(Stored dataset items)
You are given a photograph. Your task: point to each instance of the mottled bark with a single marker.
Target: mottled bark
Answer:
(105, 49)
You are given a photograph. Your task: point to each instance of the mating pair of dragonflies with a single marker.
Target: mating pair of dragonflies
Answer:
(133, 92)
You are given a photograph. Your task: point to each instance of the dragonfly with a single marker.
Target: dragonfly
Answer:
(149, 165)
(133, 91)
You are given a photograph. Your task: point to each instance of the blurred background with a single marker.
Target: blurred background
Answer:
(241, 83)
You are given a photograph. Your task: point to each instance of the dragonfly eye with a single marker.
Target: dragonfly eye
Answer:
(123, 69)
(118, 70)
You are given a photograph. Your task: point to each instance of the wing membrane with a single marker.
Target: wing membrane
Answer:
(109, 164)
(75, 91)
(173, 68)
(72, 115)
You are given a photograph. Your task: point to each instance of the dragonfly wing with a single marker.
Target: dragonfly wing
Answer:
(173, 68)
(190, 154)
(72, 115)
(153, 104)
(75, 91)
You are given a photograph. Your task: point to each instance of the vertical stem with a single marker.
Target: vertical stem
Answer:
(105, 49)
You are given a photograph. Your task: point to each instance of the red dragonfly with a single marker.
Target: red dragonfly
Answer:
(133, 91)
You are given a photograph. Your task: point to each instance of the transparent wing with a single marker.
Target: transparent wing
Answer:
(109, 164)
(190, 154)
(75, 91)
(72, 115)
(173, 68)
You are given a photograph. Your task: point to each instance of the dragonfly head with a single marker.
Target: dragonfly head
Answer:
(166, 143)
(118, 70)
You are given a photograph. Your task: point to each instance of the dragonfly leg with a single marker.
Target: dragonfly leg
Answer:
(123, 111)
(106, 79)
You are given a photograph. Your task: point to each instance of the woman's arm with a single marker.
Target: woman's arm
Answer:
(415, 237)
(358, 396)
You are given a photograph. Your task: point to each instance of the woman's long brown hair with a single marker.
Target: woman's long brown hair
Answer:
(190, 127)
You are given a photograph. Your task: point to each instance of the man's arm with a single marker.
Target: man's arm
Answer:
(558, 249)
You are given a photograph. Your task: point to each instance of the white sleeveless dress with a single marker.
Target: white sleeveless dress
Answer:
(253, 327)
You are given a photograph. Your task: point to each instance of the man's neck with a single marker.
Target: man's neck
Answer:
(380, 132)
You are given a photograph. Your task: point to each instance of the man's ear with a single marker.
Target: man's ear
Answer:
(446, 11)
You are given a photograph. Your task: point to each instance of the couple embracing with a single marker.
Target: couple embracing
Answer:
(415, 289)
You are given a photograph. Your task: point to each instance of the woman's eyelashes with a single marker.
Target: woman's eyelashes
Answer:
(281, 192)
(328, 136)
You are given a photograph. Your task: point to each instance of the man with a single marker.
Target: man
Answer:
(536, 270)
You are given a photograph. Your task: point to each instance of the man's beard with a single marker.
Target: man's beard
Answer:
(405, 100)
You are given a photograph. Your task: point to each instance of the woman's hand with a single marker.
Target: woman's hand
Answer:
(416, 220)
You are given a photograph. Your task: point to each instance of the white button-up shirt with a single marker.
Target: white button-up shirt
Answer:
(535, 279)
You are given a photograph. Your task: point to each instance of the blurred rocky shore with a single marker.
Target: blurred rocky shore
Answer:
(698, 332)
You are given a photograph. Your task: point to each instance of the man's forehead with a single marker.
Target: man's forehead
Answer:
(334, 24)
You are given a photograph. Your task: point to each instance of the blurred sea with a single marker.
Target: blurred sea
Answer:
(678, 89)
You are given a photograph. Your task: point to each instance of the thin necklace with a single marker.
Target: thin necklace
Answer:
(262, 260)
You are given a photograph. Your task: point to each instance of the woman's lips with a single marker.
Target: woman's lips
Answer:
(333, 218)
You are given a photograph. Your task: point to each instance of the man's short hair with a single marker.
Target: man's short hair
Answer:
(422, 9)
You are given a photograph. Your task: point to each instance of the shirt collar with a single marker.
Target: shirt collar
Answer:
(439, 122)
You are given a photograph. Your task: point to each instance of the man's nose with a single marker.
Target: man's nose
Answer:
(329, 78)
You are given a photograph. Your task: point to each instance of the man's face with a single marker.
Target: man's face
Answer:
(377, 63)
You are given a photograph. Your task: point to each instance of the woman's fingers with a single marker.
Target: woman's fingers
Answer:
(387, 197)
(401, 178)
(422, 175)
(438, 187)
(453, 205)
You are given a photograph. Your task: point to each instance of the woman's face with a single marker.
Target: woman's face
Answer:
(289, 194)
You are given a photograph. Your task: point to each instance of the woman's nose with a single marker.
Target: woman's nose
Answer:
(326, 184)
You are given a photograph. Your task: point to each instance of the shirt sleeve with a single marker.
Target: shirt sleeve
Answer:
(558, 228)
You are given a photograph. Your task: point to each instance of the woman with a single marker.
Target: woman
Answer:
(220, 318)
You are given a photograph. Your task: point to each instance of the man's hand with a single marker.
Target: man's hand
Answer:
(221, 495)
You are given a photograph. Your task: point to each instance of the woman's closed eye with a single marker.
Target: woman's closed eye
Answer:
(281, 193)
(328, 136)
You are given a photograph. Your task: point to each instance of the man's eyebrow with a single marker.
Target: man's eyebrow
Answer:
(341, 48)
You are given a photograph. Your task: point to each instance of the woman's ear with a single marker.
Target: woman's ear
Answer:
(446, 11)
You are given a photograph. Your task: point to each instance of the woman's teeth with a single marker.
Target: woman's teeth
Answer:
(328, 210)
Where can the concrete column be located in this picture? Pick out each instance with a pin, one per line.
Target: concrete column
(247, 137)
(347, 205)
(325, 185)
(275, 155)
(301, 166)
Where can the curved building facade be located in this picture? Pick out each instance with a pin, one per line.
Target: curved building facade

WORK TO BE COMPLETED.
Look through the records above and report how many lines hold the word "long", giving only the number.

EXERCISE OUTPUT.
2